Records for this task:
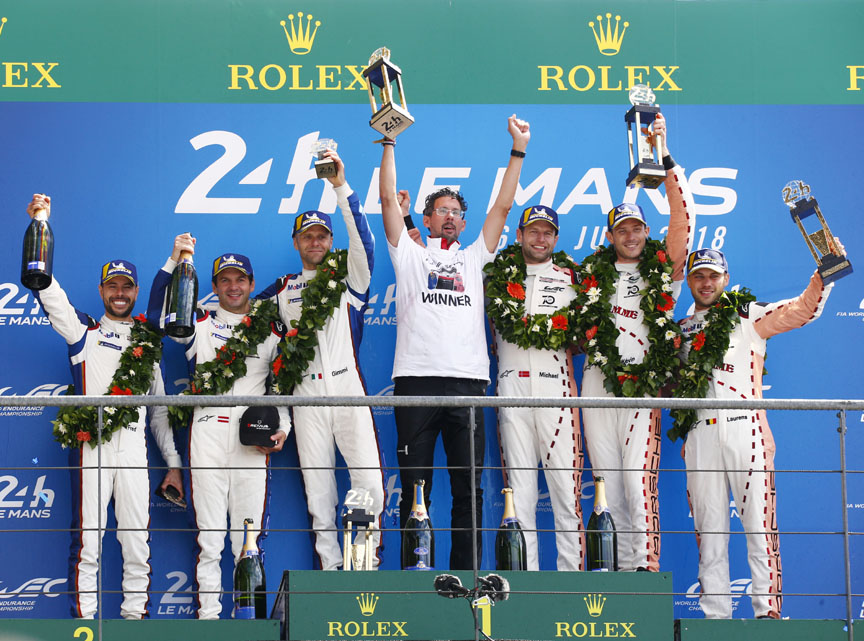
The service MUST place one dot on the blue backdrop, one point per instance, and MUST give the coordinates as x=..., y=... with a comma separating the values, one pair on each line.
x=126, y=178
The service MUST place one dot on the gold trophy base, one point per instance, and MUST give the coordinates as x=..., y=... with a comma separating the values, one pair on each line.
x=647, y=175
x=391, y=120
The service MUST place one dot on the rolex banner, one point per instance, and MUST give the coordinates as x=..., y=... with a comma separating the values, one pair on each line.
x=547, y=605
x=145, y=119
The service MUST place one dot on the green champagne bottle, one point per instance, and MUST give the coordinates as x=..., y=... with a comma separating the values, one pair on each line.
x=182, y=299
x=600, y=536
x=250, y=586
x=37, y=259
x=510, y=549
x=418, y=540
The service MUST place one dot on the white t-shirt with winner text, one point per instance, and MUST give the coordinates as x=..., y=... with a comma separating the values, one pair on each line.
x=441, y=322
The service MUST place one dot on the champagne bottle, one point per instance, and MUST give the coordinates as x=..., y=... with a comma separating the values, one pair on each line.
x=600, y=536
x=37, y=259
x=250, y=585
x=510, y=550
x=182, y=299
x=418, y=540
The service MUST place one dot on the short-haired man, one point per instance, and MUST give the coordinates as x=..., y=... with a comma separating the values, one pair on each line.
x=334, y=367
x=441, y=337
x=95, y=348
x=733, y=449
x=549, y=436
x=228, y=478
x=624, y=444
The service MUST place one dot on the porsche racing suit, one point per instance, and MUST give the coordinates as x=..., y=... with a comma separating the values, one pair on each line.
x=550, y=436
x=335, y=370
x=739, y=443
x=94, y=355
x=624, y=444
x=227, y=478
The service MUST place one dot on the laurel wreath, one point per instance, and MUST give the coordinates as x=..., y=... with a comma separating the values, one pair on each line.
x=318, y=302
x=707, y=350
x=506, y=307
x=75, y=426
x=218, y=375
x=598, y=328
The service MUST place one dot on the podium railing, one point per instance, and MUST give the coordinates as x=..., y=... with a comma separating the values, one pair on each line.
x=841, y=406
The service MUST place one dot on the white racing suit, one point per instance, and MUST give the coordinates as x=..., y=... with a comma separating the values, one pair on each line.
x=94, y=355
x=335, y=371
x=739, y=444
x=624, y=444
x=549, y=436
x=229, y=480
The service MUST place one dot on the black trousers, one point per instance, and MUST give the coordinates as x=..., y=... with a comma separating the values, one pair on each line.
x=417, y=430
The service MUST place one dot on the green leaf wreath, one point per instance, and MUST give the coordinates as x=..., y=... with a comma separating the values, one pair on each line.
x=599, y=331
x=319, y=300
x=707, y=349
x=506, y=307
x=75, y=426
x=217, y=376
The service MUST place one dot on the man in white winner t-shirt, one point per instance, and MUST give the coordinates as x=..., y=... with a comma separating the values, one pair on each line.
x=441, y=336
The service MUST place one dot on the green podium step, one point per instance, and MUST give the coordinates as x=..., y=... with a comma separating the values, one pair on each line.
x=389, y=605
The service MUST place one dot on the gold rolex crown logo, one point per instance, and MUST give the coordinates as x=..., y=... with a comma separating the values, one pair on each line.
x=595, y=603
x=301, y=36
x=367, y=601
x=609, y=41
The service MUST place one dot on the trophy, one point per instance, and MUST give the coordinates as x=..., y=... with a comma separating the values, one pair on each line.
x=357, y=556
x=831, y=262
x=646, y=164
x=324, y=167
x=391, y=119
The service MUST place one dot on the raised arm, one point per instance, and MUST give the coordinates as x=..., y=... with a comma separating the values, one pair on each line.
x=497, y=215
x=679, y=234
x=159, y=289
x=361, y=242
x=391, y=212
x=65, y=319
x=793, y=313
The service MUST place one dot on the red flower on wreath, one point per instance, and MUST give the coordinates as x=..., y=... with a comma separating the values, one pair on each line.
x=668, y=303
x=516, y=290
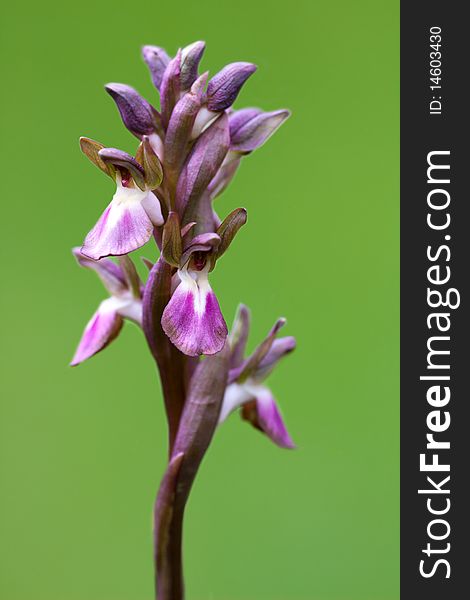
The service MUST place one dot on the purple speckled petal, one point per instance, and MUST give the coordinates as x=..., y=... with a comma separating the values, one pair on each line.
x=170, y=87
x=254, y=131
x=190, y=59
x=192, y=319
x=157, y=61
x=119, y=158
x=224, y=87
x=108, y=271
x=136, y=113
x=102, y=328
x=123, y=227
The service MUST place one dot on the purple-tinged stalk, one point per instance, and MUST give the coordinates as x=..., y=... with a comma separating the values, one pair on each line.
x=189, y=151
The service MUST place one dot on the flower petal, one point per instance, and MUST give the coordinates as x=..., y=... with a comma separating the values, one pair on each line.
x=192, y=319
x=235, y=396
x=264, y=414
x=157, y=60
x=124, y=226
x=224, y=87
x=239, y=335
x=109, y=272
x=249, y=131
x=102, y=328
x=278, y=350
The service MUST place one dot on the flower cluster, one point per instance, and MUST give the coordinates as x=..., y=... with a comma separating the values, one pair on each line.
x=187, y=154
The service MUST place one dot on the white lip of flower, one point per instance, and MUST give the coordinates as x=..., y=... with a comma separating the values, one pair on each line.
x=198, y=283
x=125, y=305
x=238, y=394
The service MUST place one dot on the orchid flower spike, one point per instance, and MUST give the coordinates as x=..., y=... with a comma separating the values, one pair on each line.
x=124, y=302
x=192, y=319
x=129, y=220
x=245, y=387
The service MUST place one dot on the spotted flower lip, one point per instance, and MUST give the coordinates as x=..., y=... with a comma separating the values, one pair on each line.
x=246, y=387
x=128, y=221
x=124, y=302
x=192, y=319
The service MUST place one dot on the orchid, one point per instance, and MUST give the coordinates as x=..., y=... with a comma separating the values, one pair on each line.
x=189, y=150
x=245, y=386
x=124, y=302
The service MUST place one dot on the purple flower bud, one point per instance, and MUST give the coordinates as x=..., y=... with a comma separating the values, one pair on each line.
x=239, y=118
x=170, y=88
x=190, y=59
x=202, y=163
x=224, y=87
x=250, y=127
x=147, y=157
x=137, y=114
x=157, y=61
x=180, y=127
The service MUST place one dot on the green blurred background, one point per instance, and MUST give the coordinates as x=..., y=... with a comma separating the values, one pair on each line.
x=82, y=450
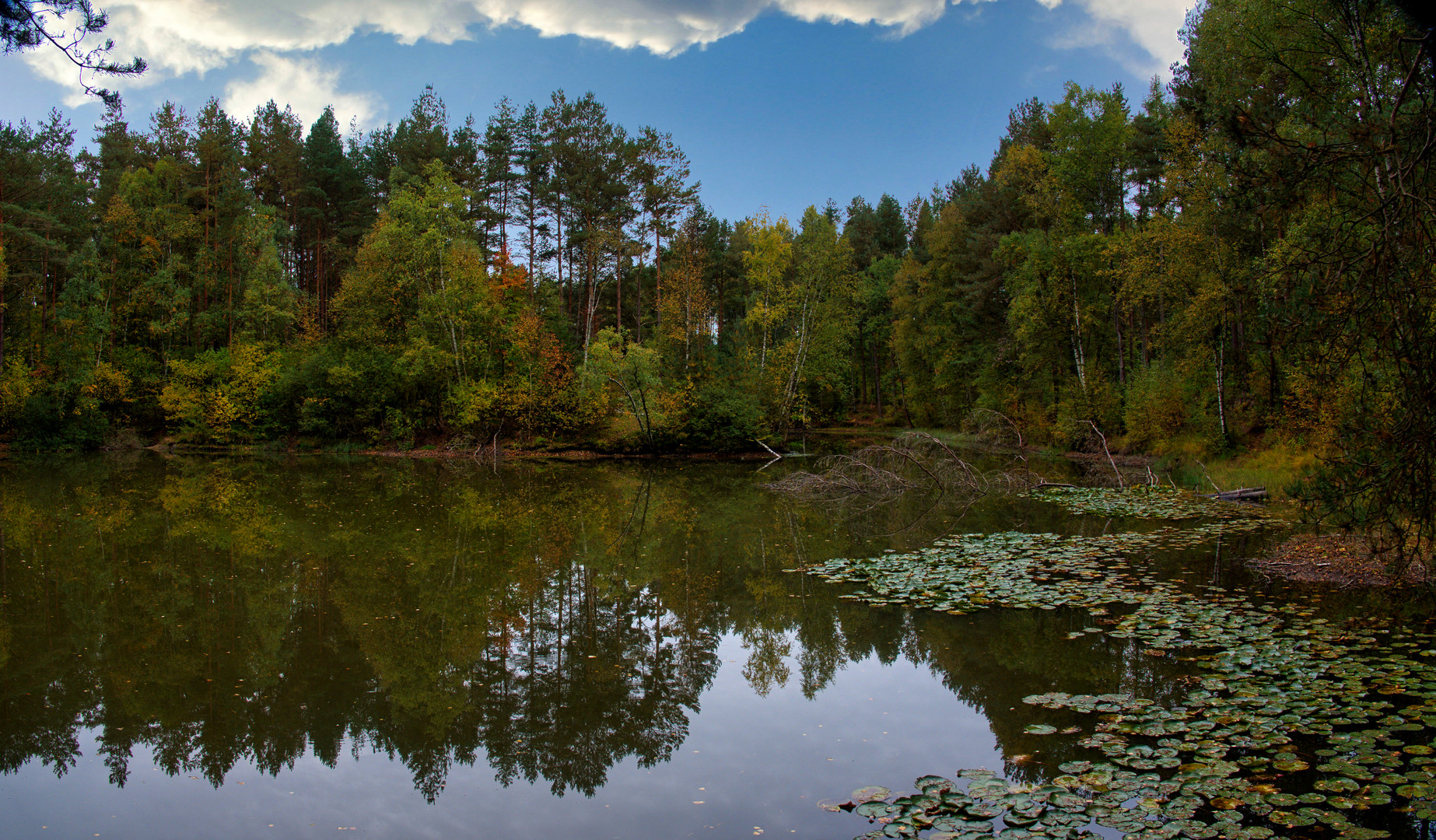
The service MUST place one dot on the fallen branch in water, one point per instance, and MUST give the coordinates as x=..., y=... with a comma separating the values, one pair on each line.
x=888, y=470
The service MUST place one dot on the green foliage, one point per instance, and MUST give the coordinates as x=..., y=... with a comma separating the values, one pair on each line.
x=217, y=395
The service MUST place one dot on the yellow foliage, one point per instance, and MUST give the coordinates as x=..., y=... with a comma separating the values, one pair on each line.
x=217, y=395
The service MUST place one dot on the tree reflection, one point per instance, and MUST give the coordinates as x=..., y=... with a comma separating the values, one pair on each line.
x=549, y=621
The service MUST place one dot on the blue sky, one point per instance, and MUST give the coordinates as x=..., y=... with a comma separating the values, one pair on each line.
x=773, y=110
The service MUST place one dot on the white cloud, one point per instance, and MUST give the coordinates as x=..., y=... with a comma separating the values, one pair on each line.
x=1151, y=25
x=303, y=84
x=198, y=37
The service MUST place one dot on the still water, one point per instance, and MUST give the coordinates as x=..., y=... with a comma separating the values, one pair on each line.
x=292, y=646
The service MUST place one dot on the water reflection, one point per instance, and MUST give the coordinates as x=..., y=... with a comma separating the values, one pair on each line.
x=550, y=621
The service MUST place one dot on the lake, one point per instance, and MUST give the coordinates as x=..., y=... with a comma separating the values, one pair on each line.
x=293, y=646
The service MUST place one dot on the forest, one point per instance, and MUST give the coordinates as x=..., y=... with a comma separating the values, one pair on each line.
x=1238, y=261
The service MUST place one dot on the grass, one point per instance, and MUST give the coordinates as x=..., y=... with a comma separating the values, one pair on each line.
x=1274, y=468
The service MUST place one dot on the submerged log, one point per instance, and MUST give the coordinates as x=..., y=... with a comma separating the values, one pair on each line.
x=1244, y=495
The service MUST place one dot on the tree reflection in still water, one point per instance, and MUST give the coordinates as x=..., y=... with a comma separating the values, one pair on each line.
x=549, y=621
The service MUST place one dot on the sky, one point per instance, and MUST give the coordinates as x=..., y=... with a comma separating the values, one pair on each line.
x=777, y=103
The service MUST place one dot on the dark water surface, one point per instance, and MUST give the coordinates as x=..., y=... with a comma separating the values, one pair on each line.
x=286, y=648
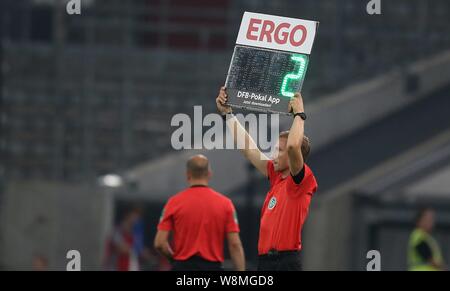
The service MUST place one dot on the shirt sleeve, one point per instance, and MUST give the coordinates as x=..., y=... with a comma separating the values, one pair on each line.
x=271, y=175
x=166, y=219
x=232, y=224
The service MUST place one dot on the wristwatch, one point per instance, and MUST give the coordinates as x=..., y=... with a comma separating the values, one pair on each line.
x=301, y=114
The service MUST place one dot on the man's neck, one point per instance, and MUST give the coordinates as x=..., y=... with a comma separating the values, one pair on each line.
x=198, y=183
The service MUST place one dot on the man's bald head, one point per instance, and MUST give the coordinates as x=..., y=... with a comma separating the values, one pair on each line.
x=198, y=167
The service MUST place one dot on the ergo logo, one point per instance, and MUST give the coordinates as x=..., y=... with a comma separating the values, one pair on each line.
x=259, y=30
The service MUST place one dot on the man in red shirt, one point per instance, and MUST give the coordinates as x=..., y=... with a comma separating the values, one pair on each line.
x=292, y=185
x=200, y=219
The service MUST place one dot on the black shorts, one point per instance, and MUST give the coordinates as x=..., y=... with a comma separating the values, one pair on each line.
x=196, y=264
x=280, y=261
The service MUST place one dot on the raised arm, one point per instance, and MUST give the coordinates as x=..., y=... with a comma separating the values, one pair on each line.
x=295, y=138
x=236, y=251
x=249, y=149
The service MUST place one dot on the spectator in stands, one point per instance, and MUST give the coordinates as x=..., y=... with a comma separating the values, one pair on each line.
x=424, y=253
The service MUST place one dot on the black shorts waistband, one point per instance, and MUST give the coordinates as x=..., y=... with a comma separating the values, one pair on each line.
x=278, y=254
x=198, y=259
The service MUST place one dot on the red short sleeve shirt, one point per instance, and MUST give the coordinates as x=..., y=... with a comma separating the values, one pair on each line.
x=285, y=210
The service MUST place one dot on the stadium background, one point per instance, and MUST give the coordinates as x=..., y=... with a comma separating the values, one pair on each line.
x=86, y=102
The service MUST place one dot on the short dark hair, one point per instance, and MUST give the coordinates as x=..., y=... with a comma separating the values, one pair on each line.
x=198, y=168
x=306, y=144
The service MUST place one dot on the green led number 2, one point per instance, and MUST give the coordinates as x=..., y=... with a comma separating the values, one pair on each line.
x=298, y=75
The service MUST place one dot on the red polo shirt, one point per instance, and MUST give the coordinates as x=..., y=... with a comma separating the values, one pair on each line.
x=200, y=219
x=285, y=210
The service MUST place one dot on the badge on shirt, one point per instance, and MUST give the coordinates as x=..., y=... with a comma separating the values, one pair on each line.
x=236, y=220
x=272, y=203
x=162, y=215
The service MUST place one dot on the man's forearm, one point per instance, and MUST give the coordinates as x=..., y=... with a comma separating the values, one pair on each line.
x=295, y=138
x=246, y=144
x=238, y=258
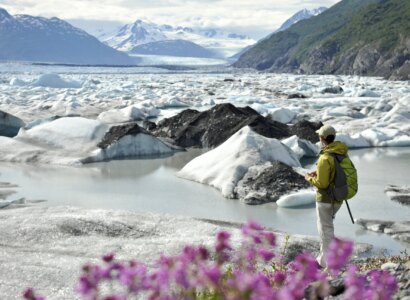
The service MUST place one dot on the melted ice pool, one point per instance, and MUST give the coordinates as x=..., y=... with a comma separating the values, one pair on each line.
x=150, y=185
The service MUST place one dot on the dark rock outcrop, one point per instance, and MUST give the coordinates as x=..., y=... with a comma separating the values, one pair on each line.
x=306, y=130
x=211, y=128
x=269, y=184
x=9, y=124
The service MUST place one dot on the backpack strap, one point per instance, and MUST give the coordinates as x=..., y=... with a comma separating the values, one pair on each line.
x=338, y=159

Objective:
Rewrite the items from the beginning up to and including the line with "x=145, y=119", changing "gold trophy base" to "silver trophy base" and keeping everything else the same. Leave the pictures out of your answer.

Expected answer:
The service MUST place one dot on the blue backdrop, one point per instance, and MUST give the coordinates as x=..., y=... with a comma separating the values, one pair on each line.
x=126, y=178
The service MUST place one dot on the silver trophy base, one point per instance, and MUST give the coordinates as x=..., y=... with a comma separating the values, one pair on each line.
x=647, y=175
x=391, y=120
The service MUST place one dot on the rolex banner, one point per instance, and MUST give the coordinates as x=..., y=... with a comma separating the values, one pair on each line.
x=547, y=605
x=145, y=119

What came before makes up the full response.